**What is being asked:**
What's needed is a word-for-word retyping of the entries below, pictures omitted.

**Data extracted from a collection:**
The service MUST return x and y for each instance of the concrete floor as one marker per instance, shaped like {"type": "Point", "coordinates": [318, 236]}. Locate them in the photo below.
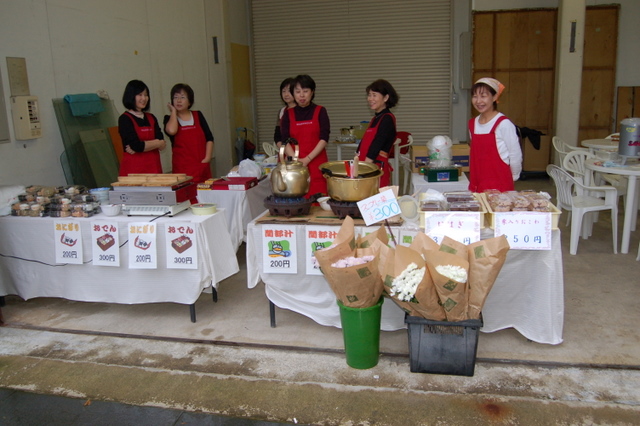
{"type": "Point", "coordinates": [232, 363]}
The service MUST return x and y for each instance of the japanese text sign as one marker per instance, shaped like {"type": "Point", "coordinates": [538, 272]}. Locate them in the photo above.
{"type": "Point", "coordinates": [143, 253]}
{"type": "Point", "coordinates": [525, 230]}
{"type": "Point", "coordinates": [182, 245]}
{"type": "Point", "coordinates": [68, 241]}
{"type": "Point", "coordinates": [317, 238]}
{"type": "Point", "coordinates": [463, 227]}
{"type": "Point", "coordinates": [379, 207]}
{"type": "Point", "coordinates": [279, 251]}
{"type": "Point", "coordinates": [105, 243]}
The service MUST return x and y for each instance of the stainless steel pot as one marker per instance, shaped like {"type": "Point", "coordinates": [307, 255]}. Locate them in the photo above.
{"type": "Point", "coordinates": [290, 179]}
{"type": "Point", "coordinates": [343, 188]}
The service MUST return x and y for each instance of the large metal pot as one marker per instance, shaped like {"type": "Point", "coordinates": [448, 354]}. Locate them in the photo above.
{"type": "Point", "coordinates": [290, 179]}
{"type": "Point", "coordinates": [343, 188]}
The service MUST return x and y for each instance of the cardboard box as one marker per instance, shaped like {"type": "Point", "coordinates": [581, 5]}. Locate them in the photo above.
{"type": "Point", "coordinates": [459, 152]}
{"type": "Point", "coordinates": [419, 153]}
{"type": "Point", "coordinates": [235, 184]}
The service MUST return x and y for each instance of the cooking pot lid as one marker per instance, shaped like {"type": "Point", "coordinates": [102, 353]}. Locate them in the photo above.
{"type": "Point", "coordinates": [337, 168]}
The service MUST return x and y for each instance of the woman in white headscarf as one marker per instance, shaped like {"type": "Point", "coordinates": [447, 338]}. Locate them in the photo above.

**Answer for this exercise:**
The service MUST return x and y for each instance of the concrete floor as one marker per instance, shaped like {"type": "Point", "coordinates": [318, 236]}. Locate them in the photo below.
{"type": "Point", "coordinates": [232, 363]}
The service MUST return x and y for each instance of the japanese text sign as one marker per instance, shaped like {"type": "Point", "coordinates": [538, 272]}. Locate them in the photo above.
{"type": "Point", "coordinates": [143, 253]}
{"type": "Point", "coordinates": [525, 230]}
{"type": "Point", "coordinates": [182, 245]}
{"type": "Point", "coordinates": [68, 241]}
{"type": "Point", "coordinates": [317, 238]}
{"type": "Point", "coordinates": [463, 227]}
{"type": "Point", "coordinates": [379, 207]}
{"type": "Point", "coordinates": [279, 251]}
{"type": "Point", "coordinates": [105, 243]}
The service MUST return x and y for each instance of the stainless steel pot as one marker per instance, shaped like {"type": "Point", "coordinates": [307, 255]}. Locate them in the photo above.
{"type": "Point", "coordinates": [290, 179]}
{"type": "Point", "coordinates": [343, 188]}
The service MUST return x and y for each instance of the large metal pot as one marker per instance, shaped like {"type": "Point", "coordinates": [448, 354]}. Locate them in the photo above.
{"type": "Point", "coordinates": [290, 179]}
{"type": "Point", "coordinates": [343, 188]}
The service MUST return x and y for each instance of the cardboard box as one marker per instance, shaped like {"type": "Point", "coordinates": [581, 5]}. Locate them in the photo above.
{"type": "Point", "coordinates": [459, 152]}
{"type": "Point", "coordinates": [419, 153]}
{"type": "Point", "coordinates": [235, 184]}
The service MUST return x and y for each instance of the cooking pot lid as one marker per instance, shaped like {"type": "Point", "coordinates": [102, 353]}. Locate them in the photo above.
{"type": "Point", "coordinates": [337, 168]}
The service MUST return x and y for each instance of the woman in white headscarf as one marker per instance, shaped like {"type": "Point", "coordinates": [447, 338]}. Locate them in the photo above.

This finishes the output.